Extracted records:
◇ ◇ ◇

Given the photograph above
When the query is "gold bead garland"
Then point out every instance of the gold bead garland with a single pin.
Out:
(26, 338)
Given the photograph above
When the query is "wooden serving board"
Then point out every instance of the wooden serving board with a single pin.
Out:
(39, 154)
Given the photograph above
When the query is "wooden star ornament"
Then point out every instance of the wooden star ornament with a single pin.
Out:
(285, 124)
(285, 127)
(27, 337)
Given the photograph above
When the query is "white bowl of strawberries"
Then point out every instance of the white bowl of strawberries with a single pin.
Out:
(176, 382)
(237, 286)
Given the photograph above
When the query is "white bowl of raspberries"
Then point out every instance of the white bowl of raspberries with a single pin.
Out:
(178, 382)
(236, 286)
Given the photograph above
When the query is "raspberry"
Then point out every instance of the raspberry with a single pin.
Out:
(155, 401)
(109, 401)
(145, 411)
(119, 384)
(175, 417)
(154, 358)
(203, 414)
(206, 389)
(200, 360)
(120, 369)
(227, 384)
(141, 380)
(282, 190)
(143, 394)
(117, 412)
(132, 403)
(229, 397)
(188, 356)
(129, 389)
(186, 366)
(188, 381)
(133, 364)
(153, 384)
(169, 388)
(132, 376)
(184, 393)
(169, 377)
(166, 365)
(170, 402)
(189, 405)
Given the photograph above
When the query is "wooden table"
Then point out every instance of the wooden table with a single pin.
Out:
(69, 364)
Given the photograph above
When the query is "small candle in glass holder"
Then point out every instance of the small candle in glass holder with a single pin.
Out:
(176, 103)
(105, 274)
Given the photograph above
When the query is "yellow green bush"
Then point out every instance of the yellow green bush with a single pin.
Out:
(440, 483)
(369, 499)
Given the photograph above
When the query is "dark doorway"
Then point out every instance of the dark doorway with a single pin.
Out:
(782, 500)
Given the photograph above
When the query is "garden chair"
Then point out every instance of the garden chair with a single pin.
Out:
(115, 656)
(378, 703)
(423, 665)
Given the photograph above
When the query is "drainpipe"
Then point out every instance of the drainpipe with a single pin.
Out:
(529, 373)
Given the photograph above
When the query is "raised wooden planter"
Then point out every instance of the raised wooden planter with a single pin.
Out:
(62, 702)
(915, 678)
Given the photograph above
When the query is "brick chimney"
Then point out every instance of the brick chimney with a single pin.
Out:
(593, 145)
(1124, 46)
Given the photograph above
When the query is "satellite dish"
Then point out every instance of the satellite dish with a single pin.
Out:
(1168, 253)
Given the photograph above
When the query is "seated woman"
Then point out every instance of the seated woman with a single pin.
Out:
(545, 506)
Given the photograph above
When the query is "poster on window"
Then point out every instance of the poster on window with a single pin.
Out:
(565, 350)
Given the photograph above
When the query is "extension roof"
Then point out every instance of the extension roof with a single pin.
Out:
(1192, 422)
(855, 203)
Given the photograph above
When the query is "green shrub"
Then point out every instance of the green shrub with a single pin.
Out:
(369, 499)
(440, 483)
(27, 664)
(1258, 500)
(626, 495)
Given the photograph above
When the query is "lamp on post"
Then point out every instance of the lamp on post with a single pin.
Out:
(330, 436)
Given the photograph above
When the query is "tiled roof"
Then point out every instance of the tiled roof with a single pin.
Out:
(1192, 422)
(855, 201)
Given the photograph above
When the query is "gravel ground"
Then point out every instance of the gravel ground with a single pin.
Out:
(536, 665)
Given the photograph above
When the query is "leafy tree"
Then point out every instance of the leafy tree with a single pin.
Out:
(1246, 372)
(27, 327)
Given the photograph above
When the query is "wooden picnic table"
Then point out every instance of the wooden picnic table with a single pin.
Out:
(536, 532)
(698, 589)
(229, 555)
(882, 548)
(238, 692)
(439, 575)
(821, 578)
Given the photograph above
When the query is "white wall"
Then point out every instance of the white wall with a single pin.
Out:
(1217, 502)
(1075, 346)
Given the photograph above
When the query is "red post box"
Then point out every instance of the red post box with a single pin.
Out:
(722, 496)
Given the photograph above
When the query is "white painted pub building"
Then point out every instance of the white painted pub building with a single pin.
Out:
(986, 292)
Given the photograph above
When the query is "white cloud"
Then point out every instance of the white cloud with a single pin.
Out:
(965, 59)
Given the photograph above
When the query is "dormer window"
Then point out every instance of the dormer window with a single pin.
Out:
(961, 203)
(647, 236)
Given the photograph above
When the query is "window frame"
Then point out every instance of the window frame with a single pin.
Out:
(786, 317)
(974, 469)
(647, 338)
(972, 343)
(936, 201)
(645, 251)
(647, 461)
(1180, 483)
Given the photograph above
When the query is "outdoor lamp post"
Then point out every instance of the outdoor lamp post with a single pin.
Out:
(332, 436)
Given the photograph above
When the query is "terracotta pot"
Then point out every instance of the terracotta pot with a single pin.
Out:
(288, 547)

◇ ◇ ◇

- [Set problem]:
Write the data back out verbatim.

- [Task output]:
Given the photograph above
When the query is "gold bead garland"
Then point out every instance of the gold bead garland with a single pin.
Out:
(26, 338)
Given the photograph above
When the query is "wooden serving board"
Then point out every instance of the wooden serving board with a single pin.
Out:
(39, 154)
Given the photograph above
When the query is "wooden star ornament"
Then point out every instance of the wooden star ornament with a single pin.
Out:
(285, 124)
(285, 127)
(27, 337)
Given the photograph above
When the query is "white bowl of strawberries"
Then point out every instance of the white bowl of strawberries with a single pin.
Out:
(176, 382)
(237, 286)
Given the photograph above
When the query is "white bowl of raspberries"
Then point out every instance of the white bowl of raspberries with a single pin.
Out:
(178, 382)
(236, 286)
Given the photograph above
When the query is "raspberry"
Then point out every instance of the raspberry with a single pin.
Out:
(155, 401)
(109, 401)
(145, 411)
(119, 384)
(175, 417)
(154, 358)
(203, 414)
(206, 389)
(200, 360)
(120, 369)
(227, 384)
(141, 380)
(282, 190)
(143, 394)
(117, 412)
(132, 403)
(229, 397)
(188, 356)
(129, 389)
(186, 366)
(188, 381)
(133, 364)
(153, 384)
(169, 388)
(132, 376)
(184, 393)
(169, 377)
(166, 365)
(170, 402)
(189, 405)
Given the photograph above
When the query is "wooden table"
Then point out every instance of the wooden table with a single pin.
Out:
(69, 364)
Given the photograph above
When the query is "small candle in glass holder"
Then point out every instance of the small candle in glass holder with a single pin.
Out:
(176, 103)
(105, 274)
Given the photograph above
When the query is "yellow green bush"
Then point out every instance of the yellow green bush with a single pin.
Out:
(440, 483)
(369, 499)
Given the photograph above
When the query is "dark doorway"
Then point out every instance of the dark doorway with a single pin.
Out:
(782, 500)
Given the photograph above
When the query is "garden chair"
Then point out every instance of the garden chair with a single pin.
Out:
(115, 656)
(378, 703)
(423, 665)
Given the photograph above
When the query is "drainpipe"
Then point out every instance of the drainpipe with a single pin.
Out:
(529, 373)
Given the photograph above
When the query is "raised wooden planter"
Then point out every instance of the raised wooden planter with a single pin.
Out:
(62, 702)
(915, 678)
Given the photograph above
When the query is "brick chimney"
Then point out every instance of the brick chimney with a single pin.
Out:
(593, 145)
(1124, 46)
Given the photograph above
When the query is "satellite dish"
Then point out every instance of the satellite dish with a single pin.
Out:
(1168, 253)
Given the photograph above
When the query is "seated woman"
Then point out every instance of the seated woman with a single pin.
Out:
(545, 506)
Given the photograph above
When the query is "poster on window"
Then point out every instance of the poster on window with a single pin.
Out:
(565, 350)
Given the photograph above
When the query is "extension roof"
Then point out every instance of the extension roof with a single pin.
Out:
(1192, 422)
(855, 203)
Given the photograph above
When the query is "green shrub"
Then point out every instance of the green shrub with a single pin.
Out:
(369, 499)
(440, 483)
(27, 664)
(1258, 500)
(626, 495)
Given the photograph above
When the query is "lamp on post"
Then point out every instance of the lamp on post with a single pin.
Out:
(330, 436)
Given the photograph above
When the query is "tiled roof"
Then point out every instance of the tiled roof with a single pin.
Out:
(1192, 422)
(855, 201)
Given the photograph above
When the query is "gravel ground"
Then point out every instance of the gravel ground with a single pin.
Out:
(536, 665)
Given the photograph above
When the query is "leafy tree"
Then point out every instance of the leafy tree with a single pin.
Out:
(1246, 372)
(27, 327)
Given the photograph above
When the query is "wooden picnic table"
Then point out every instance of the wooden picnic table with a single pin.
Out:
(536, 532)
(698, 589)
(229, 555)
(882, 548)
(238, 692)
(439, 575)
(821, 578)
Given the photograph above
When the query is "white wall"
Then point out every instance of the white wall with a single pin.
Out:
(1217, 502)
(1075, 346)
Given the photograph above
When the query is "red post box"
Then point out every instance of the red post box with a single pin.
Out:
(722, 496)
Given the photograph above
When the query is "white painted pub building"
Then point out every instance of the white painted pub building with a single pin.
Out:
(986, 292)
Given the photograph above
When the query is "white cloud"
Then point out every instance of the white cloud with a single pin.
Out:
(965, 59)
Given the photograph above
When the query is "dormer window"
Then point out every instance of the dormer window with a single pin.
Out:
(961, 203)
(647, 236)
Given the photograph above
When the query is "window frame"
Then point out every instance of the window frame with a single pin.
Out:
(786, 317)
(974, 469)
(647, 338)
(972, 343)
(936, 201)
(645, 251)
(647, 461)
(1180, 483)
Given the photograph above
When the query is "outdoor lamp post"
Then point out every instance of the outdoor lamp post with a single pin.
Out:
(332, 436)
Given the photograph above
When the query is "terracotta pot"
Then point out every instance of the terracotta pot with a single pin.
Out:
(288, 547)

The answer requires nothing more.